Set exercise: Rewrite everything from the start of the lines down to the line containing "[[[136,61],[135,63],[139,65],[146,65],[150,64],[151,61]]]", switching "smiling mouth" to "open mouth" and leaving all else unchanged.

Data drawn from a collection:
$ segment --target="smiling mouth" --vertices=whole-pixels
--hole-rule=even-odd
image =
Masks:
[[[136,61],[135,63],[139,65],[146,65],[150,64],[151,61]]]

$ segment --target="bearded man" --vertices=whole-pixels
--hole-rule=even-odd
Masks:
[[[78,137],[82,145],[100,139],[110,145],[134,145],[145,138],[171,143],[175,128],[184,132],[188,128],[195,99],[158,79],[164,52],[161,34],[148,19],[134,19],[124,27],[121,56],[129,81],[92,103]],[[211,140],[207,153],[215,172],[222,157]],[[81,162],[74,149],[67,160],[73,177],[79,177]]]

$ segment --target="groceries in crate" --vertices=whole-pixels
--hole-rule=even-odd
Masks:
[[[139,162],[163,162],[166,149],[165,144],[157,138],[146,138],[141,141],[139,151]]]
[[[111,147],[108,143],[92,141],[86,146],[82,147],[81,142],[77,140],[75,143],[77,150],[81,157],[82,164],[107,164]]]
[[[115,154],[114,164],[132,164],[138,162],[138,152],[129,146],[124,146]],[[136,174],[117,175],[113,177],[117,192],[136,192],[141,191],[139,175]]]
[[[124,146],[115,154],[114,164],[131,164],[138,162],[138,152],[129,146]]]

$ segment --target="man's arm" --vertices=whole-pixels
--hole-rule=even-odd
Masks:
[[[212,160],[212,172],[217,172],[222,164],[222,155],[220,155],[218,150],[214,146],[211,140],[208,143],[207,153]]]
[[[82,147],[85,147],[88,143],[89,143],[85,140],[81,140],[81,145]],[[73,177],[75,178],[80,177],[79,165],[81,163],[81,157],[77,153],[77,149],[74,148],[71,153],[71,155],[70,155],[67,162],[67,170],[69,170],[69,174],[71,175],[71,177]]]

Written reply:
$ segment --target="open mouth" --vertices=whole-pixels
--hole-rule=even-odd
image =
Masks:
[[[136,61],[135,63],[139,65],[146,65],[150,64],[151,61]]]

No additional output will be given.